*Given problem*
In the commentary on the screenplay nominations, which film does the writer call Wes Anderson's best?

— BEGIN Page text —

The Best Screenplay awards, for original and adapted, usually mirror the Best Picture category, with a few exceptions of course, some good and some bad this year.  I am glad that Wes Anderson got a nod for Moonrise Kingdom, far and away his best film, even though it is but a token, and has no chance of winning.  Anderson is a consistenly solid independent filmmaker who has a slew of critically acclaimed films under his belt, yet he cannot seem to rise above the token writing nomination in the Academy's eyes.  It's the same place Quentin Tarantino mired through most of his career.  Unfortunately Flight, Argo, and Silver Linings Playbook are also nominated.  Silver Linings isn't terrible I suppose, but it speaks to the Academy not really knowing what to look for in an Oscar-caliber screenplay.  I sense that the film is merely rounding out all of the categories it is nominated in.  It isn't going to win anything, but its inclusion over and over again robs much more talented people who much more deserved a recognition, even without an ultimate win.  Flight and Argo, on the other hand, are horrendous choices.  I've written about the problems of Flight here, and the problems of Argo here.  The two films criminally ignored in these categories are Paul Thomas Anderson's The Master for the original category, and Cloud Atlas, David Mitchell's massive tome, called unfilmable by many, for the adapted category.

— END Page text —
— BEGIN Information provided —

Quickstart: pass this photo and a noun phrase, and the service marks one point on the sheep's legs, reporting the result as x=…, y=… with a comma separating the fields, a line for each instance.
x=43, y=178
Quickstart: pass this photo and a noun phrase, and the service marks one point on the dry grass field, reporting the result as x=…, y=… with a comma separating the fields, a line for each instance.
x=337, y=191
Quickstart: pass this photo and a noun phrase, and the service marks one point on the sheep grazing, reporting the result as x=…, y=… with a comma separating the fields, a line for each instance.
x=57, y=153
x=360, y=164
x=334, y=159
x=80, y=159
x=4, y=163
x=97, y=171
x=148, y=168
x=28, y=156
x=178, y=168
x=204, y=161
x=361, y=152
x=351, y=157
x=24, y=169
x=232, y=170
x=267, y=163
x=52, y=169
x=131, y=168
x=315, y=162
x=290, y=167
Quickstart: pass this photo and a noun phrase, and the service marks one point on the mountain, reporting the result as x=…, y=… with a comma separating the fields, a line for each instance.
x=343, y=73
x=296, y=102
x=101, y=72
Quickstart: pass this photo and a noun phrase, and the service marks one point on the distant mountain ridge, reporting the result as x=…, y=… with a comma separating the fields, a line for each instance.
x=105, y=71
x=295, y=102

— END Information provided —
— BEGIN Information provided —

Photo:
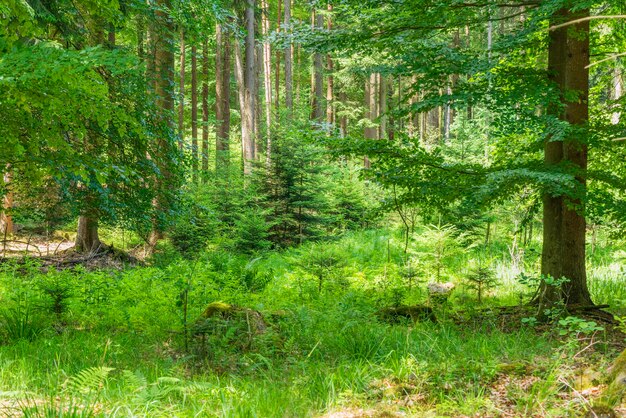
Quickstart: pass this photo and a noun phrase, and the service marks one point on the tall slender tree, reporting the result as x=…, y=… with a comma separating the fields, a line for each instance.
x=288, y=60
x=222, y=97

— END Information provided —

*Expected answer*
Moonrise Kingdom